» **Exercise**
An accurate, complete copy of the records below is required.

» **Exercise materials**
-.-.-
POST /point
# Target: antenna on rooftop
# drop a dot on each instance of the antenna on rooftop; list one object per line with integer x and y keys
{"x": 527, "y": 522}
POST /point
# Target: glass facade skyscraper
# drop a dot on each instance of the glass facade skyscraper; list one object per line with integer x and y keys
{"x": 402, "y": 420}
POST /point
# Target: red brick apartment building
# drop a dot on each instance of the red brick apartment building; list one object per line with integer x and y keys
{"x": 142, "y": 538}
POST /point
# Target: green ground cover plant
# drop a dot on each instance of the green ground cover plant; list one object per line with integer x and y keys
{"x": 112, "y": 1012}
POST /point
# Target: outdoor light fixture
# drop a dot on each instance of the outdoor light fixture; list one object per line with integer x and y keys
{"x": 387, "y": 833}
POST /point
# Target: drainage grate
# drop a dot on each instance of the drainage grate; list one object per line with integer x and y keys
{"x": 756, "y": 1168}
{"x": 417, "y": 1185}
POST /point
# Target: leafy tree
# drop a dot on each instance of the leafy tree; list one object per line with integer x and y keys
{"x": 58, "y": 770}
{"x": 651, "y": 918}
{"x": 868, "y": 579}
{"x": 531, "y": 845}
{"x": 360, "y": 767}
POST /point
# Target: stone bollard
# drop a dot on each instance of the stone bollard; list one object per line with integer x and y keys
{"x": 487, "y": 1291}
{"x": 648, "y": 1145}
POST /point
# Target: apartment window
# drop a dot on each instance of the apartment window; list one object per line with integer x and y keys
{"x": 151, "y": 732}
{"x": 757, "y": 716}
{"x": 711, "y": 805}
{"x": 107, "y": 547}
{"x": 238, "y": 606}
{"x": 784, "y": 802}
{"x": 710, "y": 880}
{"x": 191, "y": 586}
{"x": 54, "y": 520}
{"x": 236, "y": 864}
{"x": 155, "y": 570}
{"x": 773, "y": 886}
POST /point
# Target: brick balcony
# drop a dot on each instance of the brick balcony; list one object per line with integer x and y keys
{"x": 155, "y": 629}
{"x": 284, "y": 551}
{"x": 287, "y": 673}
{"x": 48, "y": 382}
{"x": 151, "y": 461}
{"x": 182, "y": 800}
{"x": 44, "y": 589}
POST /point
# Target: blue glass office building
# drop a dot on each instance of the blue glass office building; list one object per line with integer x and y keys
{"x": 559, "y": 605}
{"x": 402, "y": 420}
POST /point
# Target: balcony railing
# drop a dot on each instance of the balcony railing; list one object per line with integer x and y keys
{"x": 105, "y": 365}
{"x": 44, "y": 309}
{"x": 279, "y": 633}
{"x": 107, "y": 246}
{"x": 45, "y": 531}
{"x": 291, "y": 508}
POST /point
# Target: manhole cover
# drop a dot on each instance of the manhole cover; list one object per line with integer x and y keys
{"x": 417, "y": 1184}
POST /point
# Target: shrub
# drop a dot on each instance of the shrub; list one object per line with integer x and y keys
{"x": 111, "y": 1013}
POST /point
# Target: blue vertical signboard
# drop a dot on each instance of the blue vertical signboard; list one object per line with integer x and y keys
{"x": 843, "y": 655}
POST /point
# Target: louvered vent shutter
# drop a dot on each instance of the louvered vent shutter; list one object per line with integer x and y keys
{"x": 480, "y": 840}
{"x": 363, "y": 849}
-.-.-
» **Response to this task**
POST /point
# Target: antenna on rooftop
# drop a dot on each instance of the antenna on rooftop; list one object per line with integer x and y keys
{"x": 527, "y": 522}
POST /point
# Target: glass facade skyscraper
# drop a dot on each instance of the glass facade skyscraper; list one object per line with integer x and y keys
{"x": 402, "y": 420}
POST /point
# Target: red brick apartment building
# drop a dot on each instance of the red brick apartment building; list one object per line with integer x and y keys
{"x": 142, "y": 538}
POST /point
# Target: green ground cover plant
# drop a dot on each instance of the green ground cover plant; list one object per line with integer x and y keys
{"x": 112, "y": 1012}
POST /point
# Target: outdoor light fixture
# drop a dot on each instance of the outdoor light fixture; list one object per line with integer x and y keys
{"x": 387, "y": 833}
POST /point
# Target: drainage grate
# drop a dot on each instance of the drainage grate; list one object per line with integer x and y keys
{"x": 756, "y": 1168}
{"x": 417, "y": 1185}
POST /point
# Target: leafy tree
# drop a dot on each instance of the leafy tree; list one object per line with integer x and y keys
{"x": 58, "y": 770}
{"x": 651, "y": 918}
{"x": 868, "y": 579}
{"x": 531, "y": 845}
{"x": 360, "y": 767}
POST /point
# Target: stone bollard
# drop a dot on each instance of the stone bollard; list one object per line with integer x and y keys
{"x": 487, "y": 1291}
{"x": 648, "y": 1145}
POST /point
# Target: apartment window
# drop a dot on each instance of the apartment window; list one object per line with integer x and y keys
{"x": 151, "y": 732}
{"x": 757, "y": 716}
{"x": 711, "y": 805}
{"x": 107, "y": 547}
{"x": 238, "y": 606}
{"x": 784, "y": 802}
{"x": 710, "y": 880}
{"x": 191, "y": 586}
{"x": 54, "y": 520}
{"x": 236, "y": 864}
{"x": 155, "y": 570}
{"x": 773, "y": 886}
POST /point
# Target: brick balcony
# drop a dot on each instance of the brick balcony; list one object per line with integer x and y keys
{"x": 155, "y": 629}
{"x": 284, "y": 551}
{"x": 287, "y": 673}
{"x": 48, "y": 382}
{"x": 151, "y": 461}
{"x": 182, "y": 800}
{"x": 44, "y": 589}
POST /point
# Target: blue glass office building
# drop a dot on each instance of the blue glass office building; list one object per line with integer x and y keys
{"x": 559, "y": 605}
{"x": 402, "y": 420}
POST /point
# Target: balcony railing
# drop a dot on each instance of the balcony railing; list one object per line with integer x and y keys
{"x": 105, "y": 365}
{"x": 44, "y": 309}
{"x": 279, "y": 633}
{"x": 107, "y": 246}
{"x": 45, "y": 531}
{"x": 291, "y": 508}
POST /point
# Target: manhole cover
# drop a dot on each instance of the manhole cover; list one object per line with integer x and y keys
{"x": 417, "y": 1184}
POST /point
# Target: shrub
# drop a dot on each instance of the shrub; list one object per line with integer x and y keys
{"x": 111, "y": 1013}
POST /point
# Target: blue vertical signboard
# drop a dot on each instance of the blue vertical signboard; list one object per line with integer x and y keys
{"x": 843, "y": 655}
POST /point
# Target: louvered vent shutter
# drop a dot on each instance of the louvered vent shutter; list one object per line with integer x and y keys
{"x": 480, "y": 840}
{"x": 363, "y": 849}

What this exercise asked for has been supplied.